Article:
This time around too he has selected female characters (Uma, Depika and Sarah) as his key figures as he had done before in “Thee ha tha” (Divya) and “C+” (Dil, Manasi and Muthu). These characters are placed either side of the Palk Strait in two mutually exclusive stories, running parallel to each other with a time gap of at least two decades.

Doing so he has harped on a wide array of issues ranging from rape, sexual violence and sex work to bisexuality, queerness and crossdressing, all considered contentions in conventional societies. He also surfaces the issue of “eye rape” – it would be interesting to see how male folk comprehend this. He has navigated these themes with immaculate precision and authority carving a special niche for himself in the contemporary Sinhala literary arena.

What makes de Mel’s writing unique is multifaceted. One is his mastery of the Sinhala language. Second is his bilingualism. Third is professionalism in his writing. His meticulous research into the nitty gritty of details related to the locations and events, both in Sri Lanka and Kerala is a lesson for anyone who wishes to be a good writer.

The ease at which De Mel engineers the language in an unassuming and carefree manner pathognomonic to him emanates from his priviness to a vast vocabulary. His knack to twist and turn a sentence to expose its under belly is complemented with the use of homonyms and homophones with precision.

Common thread

Parallel stories in literature are few and far between, for the difficulty of imagination and complexity of finding a common thread that binds them. Alexandre Dumas’ “The Corsican Brothers” and Mark Twain’s “Pudd’nhead Wilson and Those Extraordinary Twins” are noteworthy specimens. These examples will shed light on the calibre of creators who would dare to lay their hands on a venture of this nature.

Apart from de Mel’s gusto to venture into new vistas, his latest product demands due recognition for a number of reasons. On the gender scene, he introduces some aspects that definitely need due attention in the present socio-political context in the country. Victim blaming, self-blaming, post traumatic stress disorders and rape victim empathy scale are concepts that surpass the mere literary domain and hinges on the wider socio-political arena. De Mel’s attempt to present these in a technical milieu that is literarily palatable is commendable.

De Mel takes the two-pronged civil conflict of the 80s by its horns. He exposes with impunity how both these scenarios, the protracted civil war in the Northern theatre and the 88-89 beeshanaya in the South, eroded the social fabric of the Sinhala Buddhist society with indelible consequences. The tragedy that befell Uma’s family in the aftermath of 88-89 was inconceivable. Her entire family sans herself is decimated within a few months, leaving her destitute.

Listing:
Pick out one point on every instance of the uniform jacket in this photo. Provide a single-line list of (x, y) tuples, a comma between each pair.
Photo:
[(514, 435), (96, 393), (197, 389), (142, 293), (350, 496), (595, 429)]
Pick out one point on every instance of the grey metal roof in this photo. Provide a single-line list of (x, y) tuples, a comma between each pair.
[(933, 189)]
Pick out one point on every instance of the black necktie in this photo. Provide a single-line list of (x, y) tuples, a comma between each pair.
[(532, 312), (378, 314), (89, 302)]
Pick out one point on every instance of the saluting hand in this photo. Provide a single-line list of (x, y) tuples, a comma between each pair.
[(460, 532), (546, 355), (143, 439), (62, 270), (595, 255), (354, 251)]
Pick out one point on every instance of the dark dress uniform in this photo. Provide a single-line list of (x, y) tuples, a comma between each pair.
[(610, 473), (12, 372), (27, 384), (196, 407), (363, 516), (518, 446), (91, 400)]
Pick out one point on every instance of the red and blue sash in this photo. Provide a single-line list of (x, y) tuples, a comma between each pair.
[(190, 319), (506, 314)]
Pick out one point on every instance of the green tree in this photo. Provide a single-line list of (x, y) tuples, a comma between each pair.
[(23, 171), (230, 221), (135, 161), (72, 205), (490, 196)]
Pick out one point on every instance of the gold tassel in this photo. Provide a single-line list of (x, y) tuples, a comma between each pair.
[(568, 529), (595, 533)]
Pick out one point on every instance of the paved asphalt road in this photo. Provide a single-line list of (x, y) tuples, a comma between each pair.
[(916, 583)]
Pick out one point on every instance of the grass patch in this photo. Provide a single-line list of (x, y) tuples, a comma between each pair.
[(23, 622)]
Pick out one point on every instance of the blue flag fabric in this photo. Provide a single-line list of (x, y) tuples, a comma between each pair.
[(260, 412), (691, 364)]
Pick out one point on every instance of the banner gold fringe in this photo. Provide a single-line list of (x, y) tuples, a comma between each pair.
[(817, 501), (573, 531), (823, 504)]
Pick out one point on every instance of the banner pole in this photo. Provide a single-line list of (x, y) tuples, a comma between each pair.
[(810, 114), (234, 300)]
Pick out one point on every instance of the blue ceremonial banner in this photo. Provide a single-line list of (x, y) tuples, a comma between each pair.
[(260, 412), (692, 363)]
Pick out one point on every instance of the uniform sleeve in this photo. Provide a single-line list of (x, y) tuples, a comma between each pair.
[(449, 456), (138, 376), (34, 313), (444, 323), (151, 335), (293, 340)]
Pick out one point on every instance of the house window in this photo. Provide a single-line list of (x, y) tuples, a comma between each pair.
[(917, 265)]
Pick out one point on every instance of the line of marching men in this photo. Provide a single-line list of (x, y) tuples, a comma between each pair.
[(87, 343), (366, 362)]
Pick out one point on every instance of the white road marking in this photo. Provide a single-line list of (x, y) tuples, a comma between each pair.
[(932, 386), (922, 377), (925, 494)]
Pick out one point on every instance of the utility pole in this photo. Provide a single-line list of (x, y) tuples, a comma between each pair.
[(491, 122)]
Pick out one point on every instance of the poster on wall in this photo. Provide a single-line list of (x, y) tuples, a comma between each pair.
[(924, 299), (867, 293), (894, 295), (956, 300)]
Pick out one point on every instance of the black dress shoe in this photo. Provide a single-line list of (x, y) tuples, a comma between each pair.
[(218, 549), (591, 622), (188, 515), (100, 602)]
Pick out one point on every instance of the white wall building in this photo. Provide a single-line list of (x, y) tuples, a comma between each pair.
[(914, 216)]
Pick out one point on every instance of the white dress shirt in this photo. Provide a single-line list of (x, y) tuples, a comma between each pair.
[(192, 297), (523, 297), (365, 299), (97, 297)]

What to do:
1. Translate this sentence from the review into Spanish: "The tragedy that befell Uma's family in the aftermath of 88-89 was inconceivable."
2. Write out the part of the review starting with "The ease at" and going on through "homophones with precision.", with no changes.
The records play no part in what comes next.

Outputs for the tasks:
1. La tragedia que cayó sobre la familia de Uma tras el 88-89 fue inconcebible.

2.
The ease at which De Mel engineers the language in an unassuming and carefree manner pathognomonic to him emanates from his priviness to a vast vocabulary. His knack to twist and turn a sentence to expose its under belly is complemented with the use of homonyms and homophones with precision.